● **Document passage**:
New codes for 2007: What you need to know

January 1, 2007

New codes for the New Year: Addition to circumcision codes, consultations, and nebulizations.

MS. KNOPF is editor at the Pediatric Coder's Pink Sheet. Reprinted from November 2006 Pediatric Coder's Pink Sheet, copyright (c) 2006 DecisionHealth. For more information on the Pediatric Coder's Pink Sheet, call 1-877-602-3835, or visit the Web site at http://www.decisionhealth.com/index2.aspx?prod_id=361&cat_id=4/.

The author has nothing to disclose in regard to affiliations with, or financial interests in, any organization that may have an interest in any part of this article.

CPT 2007 revises circumcision codes to include penile nerve block

Code 54150 is now to be used for circumcision by clamp or dorsal slit "with regional dorsal penile or ring block."

If you perform a circumcision by this method but do not use a block, CPT now directs you to bill 54150 with modifier 52 appended.

Wording and definition changes

The word "newborn" has been deleted from 54150. Code 54152, for a circumcision by clamp or dorsal slit for patients older than 28 days, has been completely deleted. This change in definition tells payers that the numbing injection that keeps babies from feeling the pain of circumcision is included in the procedure.

In the past, you would have billed the block separately with 64450. In most cases the charge was denied because payers interpreted the block as "infiltration" and included it in the surgical package. Now, however, the block is included in the descriptor for 54150 itself, removing all questions about whether you should bill separately.

● **About this task**: In the coding article, which circumcision code was deleted entirely? Rely only on the coding article for the answer.

Natural-language object grounding data
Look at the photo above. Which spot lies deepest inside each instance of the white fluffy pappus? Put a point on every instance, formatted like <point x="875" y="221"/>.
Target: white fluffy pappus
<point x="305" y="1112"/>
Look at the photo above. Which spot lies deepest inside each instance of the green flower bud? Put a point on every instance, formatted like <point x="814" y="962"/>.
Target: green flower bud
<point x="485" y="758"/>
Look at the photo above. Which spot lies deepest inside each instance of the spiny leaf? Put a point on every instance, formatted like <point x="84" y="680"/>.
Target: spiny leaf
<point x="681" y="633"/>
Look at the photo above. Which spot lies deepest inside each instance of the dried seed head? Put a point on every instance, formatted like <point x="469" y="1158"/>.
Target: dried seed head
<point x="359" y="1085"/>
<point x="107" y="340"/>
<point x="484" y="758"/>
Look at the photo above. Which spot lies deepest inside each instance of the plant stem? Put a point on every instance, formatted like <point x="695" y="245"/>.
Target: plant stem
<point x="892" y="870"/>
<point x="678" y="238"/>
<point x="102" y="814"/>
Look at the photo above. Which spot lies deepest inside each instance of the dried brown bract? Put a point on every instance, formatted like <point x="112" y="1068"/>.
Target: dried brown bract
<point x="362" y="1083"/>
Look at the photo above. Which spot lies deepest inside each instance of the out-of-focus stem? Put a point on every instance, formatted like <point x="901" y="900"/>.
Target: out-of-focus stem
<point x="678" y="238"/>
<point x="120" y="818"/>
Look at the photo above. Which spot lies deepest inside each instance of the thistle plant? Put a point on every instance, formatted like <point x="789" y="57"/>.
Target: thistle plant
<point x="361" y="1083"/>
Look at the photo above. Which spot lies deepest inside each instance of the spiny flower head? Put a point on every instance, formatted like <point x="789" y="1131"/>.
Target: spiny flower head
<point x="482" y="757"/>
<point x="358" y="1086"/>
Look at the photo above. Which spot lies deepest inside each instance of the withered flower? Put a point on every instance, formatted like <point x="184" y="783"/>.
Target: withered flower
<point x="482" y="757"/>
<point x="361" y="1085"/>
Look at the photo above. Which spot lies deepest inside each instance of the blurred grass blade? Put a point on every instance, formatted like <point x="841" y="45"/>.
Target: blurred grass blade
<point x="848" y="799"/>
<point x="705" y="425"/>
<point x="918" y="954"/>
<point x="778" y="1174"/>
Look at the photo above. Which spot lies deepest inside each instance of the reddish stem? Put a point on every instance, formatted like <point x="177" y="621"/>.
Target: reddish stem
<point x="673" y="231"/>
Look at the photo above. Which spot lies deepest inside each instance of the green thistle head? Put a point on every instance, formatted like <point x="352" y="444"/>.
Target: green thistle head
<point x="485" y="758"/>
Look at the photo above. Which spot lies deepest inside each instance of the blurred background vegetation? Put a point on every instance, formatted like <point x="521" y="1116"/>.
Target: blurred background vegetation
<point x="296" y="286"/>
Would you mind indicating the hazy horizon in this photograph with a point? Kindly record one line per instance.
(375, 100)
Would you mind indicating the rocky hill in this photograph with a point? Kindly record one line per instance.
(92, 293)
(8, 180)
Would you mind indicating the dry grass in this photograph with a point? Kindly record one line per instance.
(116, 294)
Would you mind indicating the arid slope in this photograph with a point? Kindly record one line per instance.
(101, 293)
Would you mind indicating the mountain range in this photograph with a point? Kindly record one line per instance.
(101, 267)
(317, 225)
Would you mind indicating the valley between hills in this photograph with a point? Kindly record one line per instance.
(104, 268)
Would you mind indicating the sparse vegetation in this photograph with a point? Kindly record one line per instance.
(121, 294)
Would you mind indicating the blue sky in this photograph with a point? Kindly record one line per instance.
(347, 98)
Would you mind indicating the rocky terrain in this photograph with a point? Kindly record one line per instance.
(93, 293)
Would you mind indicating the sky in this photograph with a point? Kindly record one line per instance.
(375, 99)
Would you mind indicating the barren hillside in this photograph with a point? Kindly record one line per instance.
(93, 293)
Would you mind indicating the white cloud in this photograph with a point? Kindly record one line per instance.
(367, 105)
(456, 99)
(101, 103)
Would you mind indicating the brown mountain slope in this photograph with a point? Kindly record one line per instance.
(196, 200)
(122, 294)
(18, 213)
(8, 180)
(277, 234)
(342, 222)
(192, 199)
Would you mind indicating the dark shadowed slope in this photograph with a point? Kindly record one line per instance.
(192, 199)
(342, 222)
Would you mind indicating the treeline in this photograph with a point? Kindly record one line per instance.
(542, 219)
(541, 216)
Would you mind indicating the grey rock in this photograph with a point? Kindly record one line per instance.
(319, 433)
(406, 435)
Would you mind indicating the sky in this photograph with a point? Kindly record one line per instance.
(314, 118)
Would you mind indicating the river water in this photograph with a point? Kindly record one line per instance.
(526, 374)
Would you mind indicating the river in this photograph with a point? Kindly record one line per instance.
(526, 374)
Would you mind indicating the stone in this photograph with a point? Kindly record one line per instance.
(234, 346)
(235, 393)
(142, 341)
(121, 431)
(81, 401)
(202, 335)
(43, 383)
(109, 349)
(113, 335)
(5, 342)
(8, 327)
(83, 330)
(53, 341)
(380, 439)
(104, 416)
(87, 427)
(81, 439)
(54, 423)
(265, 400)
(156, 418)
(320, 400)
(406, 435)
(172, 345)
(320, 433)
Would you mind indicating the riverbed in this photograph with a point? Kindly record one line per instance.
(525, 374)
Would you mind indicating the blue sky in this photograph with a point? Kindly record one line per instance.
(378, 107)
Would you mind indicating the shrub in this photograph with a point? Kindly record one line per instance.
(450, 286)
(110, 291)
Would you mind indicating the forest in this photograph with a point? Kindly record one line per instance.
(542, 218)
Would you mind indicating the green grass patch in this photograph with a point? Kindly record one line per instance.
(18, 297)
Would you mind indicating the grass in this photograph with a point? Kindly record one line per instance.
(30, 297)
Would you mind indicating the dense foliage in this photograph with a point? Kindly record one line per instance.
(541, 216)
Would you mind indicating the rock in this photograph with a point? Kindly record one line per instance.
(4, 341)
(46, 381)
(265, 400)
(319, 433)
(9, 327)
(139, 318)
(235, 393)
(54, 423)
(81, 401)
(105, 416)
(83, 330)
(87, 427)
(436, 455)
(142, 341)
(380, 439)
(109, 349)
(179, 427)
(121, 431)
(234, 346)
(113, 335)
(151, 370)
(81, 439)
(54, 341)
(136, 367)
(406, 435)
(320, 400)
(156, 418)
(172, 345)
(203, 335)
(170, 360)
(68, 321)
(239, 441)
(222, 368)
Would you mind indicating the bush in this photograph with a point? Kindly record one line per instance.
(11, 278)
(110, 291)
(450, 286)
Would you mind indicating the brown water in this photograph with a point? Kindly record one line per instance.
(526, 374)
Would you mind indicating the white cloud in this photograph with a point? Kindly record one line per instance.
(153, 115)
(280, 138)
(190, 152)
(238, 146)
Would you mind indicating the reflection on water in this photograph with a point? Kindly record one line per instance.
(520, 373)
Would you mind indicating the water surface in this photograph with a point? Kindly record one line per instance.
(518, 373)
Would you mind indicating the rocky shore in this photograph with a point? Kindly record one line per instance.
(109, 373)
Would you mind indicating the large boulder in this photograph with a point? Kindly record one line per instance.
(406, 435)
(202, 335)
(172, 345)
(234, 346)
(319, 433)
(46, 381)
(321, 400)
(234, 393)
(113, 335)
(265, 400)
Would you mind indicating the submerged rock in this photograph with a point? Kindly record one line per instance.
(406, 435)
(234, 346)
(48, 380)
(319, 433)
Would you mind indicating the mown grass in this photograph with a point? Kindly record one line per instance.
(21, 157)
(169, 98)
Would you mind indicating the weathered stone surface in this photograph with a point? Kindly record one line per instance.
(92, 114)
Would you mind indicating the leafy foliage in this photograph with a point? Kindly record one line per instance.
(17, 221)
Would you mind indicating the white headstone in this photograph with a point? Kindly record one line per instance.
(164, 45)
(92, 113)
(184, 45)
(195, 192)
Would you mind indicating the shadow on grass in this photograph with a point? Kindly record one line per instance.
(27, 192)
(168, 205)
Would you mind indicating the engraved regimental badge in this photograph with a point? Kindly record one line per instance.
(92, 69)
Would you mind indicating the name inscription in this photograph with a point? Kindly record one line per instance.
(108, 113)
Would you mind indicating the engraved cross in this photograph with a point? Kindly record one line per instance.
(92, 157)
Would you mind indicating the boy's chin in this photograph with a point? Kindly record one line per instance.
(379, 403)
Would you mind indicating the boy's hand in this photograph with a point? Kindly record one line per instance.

● **Exercise output**: Code 54152, for circumcision by clamp or dorsal slit in patients older than 28 days.